▶ [Excerpt provided]:
= = = = = = =

New funding assistance rates for better outcomes from local transport investment


The NZ Transport Agency has finalised new Funding Assistance Rates (FARs) for transport investments made by local authorities and other ‘approved organisations’, following an extensive review of the FAR system.

The NZ Transport Agency has finalised new Funding Assistance Rates (FARs) for transport investments made by local authorities and other ‘approved organisations’, following an extensive review of the FAR system.

The Funding Assistance Rates Review has been underway for almost two years, including extensive engagement with local authorities and the wider transport sector, looking at ways to simplify funding arrangements and provide better value to all users of the land transport system. The NZ Transport Agency Board has now made a number of key decisions to implement changes recommended by the review.

Transport Agency Chief Executive Geoff Dangerfield says the changes are aimed at improving the system to better match funding assistance levels with each region’s needs and ability to pay.

The funding assistance rates system identifies how the costs of delivering transport activities are shared between central government through the National Land Transport Fund (NLTF) and local government (primarily through local body rates). Funding assistance rates are not subsidies, but part of a co-investment system which recognises that there are both national and local benefits from investing in the land transport network. Funding assistance for transport activities is provided to local government (and other approved organisations) through the National Land Transport Programme (NLTP), which is updated every three years.

Transport Agency Chief Executive Geoff Dangerfield says the changes to funding assistance rates, being introduced from next year with the 2015/18 NLTP, will update and streamline the system to ensure that funding for local transport programmes is directed where and when it is most needed.

“The FAR system is a fundamental part of the country’s transport investment framework which had not undergone a robust review for over 30 years. The current system is complicated, with many different rates applying to different activities in different areas, and it doesn’t provide the consistency or the long-term certainty that councils or the Transport Agency need to ensure that New Zealanders are getting the most from our combined investment in the transport systems that they rely on to get to work, travel and do business every day. The changes which are being made as a result of the review will ensure that the system is fairer and more effective in directing funding to the areas and to the activities where the transport network as a whole may suffer if local authorities can’t afford to deliver or maintain what is needed in their areas.”

Under the new FAR system each approved organisation will receive a single funding assistance rate for all of their transport activities, with the exception of emergency works and other exceptional circumstances. Currently a single council may have to navigate through more than a dozen different rates of funding assistance to provide different transport activities.

Mr Dangerfield said that under the changes 59 councils will see their overall funding assistance rates increase or remain the same as current levels, while 20 councils will move to lower rates. In order to address concerns about the impact of any sudden changes for councils with reducing funding assistance rates, the Transport Agency will be gradually transitioning changes to the new rates over the next nine years, beginning next year with the rollout of the 2015/18 NLTP, through to the end of the 2023/24 NLTP funding period.

The new system has established that the overall ‘co-investment rate’ for all local transport programmes combined will be 53%, with individual councils receiving a higher or lower funding assistance rate depending on their relative ability to fund their share.

= = = = = = =

▶ [Listing]:
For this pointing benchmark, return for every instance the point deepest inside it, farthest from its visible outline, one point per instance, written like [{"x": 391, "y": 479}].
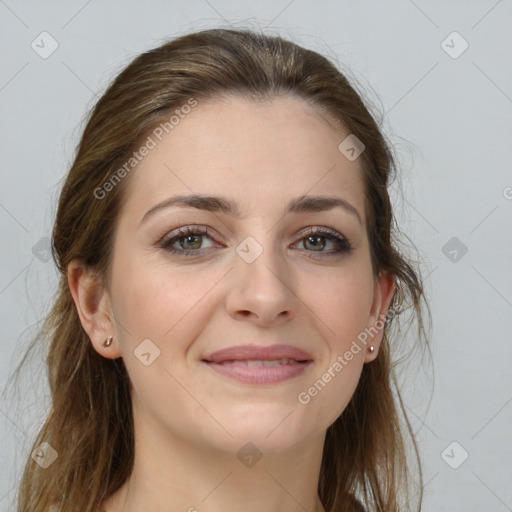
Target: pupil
[
  {"x": 316, "y": 244},
  {"x": 188, "y": 238}
]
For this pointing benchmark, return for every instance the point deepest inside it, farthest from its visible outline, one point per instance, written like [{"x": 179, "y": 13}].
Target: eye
[
  {"x": 316, "y": 238},
  {"x": 190, "y": 241},
  {"x": 188, "y": 238}
]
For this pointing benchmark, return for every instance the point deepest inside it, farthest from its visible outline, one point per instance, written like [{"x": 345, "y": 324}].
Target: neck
[{"x": 176, "y": 475}]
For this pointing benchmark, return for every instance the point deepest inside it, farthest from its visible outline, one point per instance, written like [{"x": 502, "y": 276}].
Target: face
[{"x": 258, "y": 276}]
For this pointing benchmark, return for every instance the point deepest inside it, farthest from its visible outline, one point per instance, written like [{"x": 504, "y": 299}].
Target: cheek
[
  {"x": 341, "y": 301},
  {"x": 161, "y": 302}
]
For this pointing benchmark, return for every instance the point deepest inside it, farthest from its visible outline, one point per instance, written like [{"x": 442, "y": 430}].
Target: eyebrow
[{"x": 302, "y": 204}]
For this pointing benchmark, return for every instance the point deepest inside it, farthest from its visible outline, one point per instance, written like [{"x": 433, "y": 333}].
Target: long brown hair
[{"x": 90, "y": 424}]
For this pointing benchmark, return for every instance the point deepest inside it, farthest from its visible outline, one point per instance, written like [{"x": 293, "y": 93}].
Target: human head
[{"x": 206, "y": 66}]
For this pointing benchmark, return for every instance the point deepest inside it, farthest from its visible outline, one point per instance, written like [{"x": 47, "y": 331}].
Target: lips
[
  {"x": 259, "y": 365},
  {"x": 252, "y": 353}
]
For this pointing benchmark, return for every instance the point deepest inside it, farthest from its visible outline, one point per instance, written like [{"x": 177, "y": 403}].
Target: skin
[{"x": 190, "y": 422}]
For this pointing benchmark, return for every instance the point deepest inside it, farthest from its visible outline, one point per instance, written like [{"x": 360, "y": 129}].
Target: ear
[
  {"x": 383, "y": 293},
  {"x": 92, "y": 302}
]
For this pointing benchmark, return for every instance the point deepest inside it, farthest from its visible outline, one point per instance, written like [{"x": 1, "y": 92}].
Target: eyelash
[{"x": 344, "y": 245}]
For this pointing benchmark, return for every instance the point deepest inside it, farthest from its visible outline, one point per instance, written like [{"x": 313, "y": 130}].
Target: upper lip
[{"x": 258, "y": 353}]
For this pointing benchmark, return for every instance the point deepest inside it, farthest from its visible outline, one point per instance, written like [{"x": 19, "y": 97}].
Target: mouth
[{"x": 253, "y": 364}]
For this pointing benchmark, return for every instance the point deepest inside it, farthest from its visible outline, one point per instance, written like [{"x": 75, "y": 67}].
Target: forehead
[{"x": 260, "y": 154}]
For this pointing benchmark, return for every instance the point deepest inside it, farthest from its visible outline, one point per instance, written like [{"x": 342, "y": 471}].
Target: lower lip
[{"x": 260, "y": 374}]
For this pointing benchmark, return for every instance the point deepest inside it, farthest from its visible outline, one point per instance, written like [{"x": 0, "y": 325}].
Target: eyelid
[{"x": 344, "y": 245}]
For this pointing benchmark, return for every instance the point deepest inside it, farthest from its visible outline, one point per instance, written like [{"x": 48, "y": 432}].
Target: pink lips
[{"x": 232, "y": 362}]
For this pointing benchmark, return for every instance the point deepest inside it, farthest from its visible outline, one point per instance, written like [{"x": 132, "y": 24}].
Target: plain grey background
[{"x": 440, "y": 75}]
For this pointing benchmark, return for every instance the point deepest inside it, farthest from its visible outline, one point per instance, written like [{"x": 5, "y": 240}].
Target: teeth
[{"x": 275, "y": 362}]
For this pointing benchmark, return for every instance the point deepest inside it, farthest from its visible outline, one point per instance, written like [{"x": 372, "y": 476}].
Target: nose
[{"x": 262, "y": 289}]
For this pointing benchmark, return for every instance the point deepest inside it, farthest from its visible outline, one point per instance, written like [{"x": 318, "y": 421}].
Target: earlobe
[
  {"x": 383, "y": 293},
  {"x": 92, "y": 303}
]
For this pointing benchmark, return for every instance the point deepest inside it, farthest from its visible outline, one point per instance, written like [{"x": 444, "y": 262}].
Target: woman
[{"x": 221, "y": 335}]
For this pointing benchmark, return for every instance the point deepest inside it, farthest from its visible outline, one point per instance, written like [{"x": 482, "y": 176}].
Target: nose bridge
[{"x": 262, "y": 281}]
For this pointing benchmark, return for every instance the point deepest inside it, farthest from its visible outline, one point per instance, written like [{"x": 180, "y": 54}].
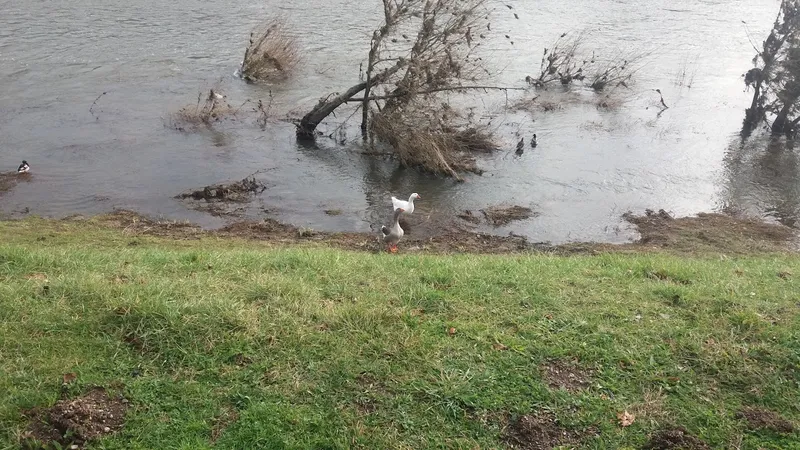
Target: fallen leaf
[
  {"x": 626, "y": 419},
  {"x": 68, "y": 378}
]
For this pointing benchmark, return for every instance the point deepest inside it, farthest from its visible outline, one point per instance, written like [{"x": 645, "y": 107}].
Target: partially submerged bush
[
  {"x": 272, "y": 53},
  {"x": 208, "y": 109},
  {"x": 438, "y": 148},
  {"x": 240, "y": 191},
  {"x": 566, "y": 62}
]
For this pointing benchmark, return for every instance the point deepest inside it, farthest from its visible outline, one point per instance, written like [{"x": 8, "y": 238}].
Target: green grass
[{"x": 312, "y": 347}]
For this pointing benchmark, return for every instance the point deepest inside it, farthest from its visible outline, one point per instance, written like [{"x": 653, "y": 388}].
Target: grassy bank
[{"x": 230, "y": 343}]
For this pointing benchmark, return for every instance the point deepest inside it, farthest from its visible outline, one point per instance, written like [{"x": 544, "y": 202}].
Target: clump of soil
[
  {"x": 674, "y": 439},
  {"x": 565, "y": 375},
  {"x": 77, "y": 421},
  {"x": 710, "y": 232},
  {"x": 503, "y": 214},
  {"x": 760, "y": 418},
  {"x": 8, "y": 180},
  {"x": 240, "y": 191},
  {"x": 540, "y": 432}
]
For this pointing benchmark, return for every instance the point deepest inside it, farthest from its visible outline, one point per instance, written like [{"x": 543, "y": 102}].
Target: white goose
[
  {"x": 408, "y": 206},
  {"x": 392, "y": 235}
]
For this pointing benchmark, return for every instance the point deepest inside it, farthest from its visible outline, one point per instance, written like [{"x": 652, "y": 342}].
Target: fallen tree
[
  {"x": 424, "y": 50},
  {"x": 775, "y": 79}
]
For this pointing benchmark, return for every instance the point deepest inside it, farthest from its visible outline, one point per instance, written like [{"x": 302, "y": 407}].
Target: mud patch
[
  {"x": 8, "y": 180},
  {"x": 498, "y": 215},
  {"x": 764, "y": 419},
  {"x": 565, "y": 375},
  {"x": 77, "y": 421},
  {"x": 440, "y": 236},
  {"x": 715, "y": 232},
  {"x": 674, "y": 439},
  {"x": 450, "y": 239},
  {"x": 541, "y": 432}
]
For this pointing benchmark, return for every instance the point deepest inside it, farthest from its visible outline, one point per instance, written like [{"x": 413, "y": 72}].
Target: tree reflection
[{"x": 761, "y": 178}]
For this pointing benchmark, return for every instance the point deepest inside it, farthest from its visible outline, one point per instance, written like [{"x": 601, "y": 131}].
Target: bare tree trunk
[{"x": 309, "y": 122}]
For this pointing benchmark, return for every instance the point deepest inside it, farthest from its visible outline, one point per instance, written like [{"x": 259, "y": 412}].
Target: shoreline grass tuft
[{"x": 227, "y": 343}]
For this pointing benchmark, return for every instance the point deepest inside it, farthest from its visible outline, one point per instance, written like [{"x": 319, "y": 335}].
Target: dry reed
[
  {"x": 272, "y": 53},
  {"x": 208, "y": 109},
  {"x": 445, "y": 150}
]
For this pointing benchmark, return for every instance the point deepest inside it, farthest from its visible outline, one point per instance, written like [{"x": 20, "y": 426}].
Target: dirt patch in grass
[
  {"x": 763, "y": 419},
  {"x": 674, "y": 439},
  {"x": 715, "y": 232},
  {"x": 541, "y": 432},
  {"x": 565, "y": 375},
  {"x": 223, "y": 421},
  {"x": 77, "y": 421}
]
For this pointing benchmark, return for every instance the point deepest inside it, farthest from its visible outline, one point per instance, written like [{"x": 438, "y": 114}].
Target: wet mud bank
[{"x": 659, "y": 231}]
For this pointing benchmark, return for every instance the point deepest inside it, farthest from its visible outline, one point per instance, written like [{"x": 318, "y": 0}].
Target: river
[{"x": 591, "y": 164}]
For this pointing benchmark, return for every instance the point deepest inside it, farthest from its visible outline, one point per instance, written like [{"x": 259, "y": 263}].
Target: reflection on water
[
  {"x": 590, "y": 166},
  {"x": 762, "y": 177}
]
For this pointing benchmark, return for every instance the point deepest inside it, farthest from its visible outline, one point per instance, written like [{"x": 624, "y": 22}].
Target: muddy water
[{"x": 591, "y": 165}]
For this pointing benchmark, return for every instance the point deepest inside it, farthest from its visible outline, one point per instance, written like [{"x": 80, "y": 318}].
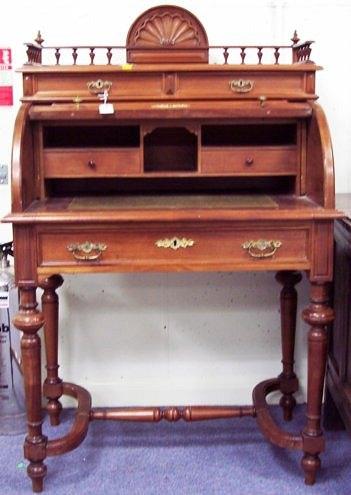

= = = = = = =

▶ [Stated problem]:
From the funding assistance rates announcement, answer:
(a) How long has the Funding Assistance Rates Review been underway?
(b) How many councils will move to lower rates under the changes?
(c) What will the overall co-investment rate be for all local transport programmes combined?
The lines come from a separate source.

▶ [Response for this exercise]:
(a) Almost two years
(b) 20
(c) 53%